__TASK PROMPT__
Could you copy every line in the listing below that has the word "flag"?

__THE DATA__
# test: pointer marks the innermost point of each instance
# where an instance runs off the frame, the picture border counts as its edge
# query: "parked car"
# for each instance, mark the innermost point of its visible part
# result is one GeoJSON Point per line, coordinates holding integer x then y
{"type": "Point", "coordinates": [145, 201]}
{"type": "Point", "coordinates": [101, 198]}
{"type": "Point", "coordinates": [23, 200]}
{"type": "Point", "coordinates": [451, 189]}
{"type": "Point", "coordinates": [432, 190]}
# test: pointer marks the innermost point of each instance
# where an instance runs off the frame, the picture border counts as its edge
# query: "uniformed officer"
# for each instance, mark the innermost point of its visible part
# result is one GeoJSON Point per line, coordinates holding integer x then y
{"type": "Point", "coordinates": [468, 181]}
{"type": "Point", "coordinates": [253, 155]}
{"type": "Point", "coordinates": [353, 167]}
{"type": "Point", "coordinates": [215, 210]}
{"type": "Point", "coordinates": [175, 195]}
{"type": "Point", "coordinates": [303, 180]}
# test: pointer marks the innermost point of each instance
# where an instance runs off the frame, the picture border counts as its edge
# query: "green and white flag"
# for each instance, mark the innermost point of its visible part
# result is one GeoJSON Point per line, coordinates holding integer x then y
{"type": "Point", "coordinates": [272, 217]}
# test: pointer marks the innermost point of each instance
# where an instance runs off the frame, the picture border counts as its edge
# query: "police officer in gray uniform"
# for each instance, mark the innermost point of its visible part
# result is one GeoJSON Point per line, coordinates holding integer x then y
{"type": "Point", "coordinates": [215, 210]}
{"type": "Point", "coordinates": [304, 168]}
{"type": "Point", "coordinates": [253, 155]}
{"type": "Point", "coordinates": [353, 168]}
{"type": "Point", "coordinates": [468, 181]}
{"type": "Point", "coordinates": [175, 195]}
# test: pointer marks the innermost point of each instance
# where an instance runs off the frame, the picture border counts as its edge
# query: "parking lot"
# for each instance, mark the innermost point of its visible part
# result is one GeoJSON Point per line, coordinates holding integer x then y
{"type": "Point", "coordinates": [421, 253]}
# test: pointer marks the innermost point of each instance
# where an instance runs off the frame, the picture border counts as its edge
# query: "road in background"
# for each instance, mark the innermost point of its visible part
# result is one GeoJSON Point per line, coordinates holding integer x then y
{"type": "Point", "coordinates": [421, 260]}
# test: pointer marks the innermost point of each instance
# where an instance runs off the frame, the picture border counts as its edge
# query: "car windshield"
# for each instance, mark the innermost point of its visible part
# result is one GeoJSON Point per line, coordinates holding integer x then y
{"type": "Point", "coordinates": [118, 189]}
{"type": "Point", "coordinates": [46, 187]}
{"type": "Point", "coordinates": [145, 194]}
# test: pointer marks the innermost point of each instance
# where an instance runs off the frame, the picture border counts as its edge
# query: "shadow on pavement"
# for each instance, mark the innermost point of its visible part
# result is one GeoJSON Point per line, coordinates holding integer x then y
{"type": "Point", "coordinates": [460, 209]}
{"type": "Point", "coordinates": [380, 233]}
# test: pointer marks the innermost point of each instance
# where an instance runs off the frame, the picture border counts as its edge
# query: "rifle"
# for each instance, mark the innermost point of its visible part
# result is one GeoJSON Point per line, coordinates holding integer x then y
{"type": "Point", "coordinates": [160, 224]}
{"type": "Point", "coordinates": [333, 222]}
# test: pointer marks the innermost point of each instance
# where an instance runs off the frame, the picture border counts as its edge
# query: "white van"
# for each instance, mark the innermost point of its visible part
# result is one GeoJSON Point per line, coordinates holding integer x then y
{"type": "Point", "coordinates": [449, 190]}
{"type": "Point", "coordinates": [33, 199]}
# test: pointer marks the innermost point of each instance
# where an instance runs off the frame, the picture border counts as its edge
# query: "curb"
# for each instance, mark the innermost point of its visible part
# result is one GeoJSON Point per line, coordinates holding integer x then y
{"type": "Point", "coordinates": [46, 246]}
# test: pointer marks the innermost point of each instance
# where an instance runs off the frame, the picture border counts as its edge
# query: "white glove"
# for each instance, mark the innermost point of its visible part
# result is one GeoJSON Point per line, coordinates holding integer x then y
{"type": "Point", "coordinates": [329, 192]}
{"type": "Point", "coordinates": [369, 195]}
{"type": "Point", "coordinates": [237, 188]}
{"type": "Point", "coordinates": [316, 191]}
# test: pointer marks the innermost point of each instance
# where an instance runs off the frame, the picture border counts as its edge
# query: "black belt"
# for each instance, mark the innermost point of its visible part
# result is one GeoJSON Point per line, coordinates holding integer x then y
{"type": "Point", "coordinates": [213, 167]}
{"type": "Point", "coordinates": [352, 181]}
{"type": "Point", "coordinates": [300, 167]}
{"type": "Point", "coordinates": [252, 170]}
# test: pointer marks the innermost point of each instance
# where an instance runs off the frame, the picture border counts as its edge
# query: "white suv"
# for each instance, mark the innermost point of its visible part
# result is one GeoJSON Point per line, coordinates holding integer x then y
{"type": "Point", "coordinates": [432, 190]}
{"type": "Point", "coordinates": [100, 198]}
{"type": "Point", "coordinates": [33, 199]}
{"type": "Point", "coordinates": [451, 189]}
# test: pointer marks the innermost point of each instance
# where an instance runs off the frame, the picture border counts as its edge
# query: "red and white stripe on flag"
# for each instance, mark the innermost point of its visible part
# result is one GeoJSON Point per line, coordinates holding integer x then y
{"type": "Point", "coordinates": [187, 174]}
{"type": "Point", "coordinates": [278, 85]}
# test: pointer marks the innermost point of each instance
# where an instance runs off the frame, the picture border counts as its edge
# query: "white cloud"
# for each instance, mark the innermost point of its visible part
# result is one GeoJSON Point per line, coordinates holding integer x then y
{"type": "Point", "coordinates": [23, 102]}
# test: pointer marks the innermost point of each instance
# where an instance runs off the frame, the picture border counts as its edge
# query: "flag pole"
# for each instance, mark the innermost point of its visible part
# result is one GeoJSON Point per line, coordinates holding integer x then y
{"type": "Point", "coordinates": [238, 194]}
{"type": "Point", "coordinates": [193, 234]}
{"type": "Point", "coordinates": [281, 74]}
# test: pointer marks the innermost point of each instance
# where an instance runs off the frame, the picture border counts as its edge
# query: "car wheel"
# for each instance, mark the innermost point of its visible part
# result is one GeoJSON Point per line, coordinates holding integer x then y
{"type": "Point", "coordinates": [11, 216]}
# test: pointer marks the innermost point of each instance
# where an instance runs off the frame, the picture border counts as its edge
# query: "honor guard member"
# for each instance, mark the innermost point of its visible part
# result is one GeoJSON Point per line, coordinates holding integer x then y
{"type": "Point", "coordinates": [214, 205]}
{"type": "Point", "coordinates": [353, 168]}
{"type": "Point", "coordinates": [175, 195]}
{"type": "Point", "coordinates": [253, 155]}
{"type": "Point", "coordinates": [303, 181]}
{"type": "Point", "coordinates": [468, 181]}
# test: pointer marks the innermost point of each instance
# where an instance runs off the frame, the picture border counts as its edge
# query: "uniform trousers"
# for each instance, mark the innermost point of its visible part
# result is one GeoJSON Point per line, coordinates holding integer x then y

__THE ANSWER__
# query: "green and white flag"
# query: "red and white stripe on flag"
# query: "flag pole"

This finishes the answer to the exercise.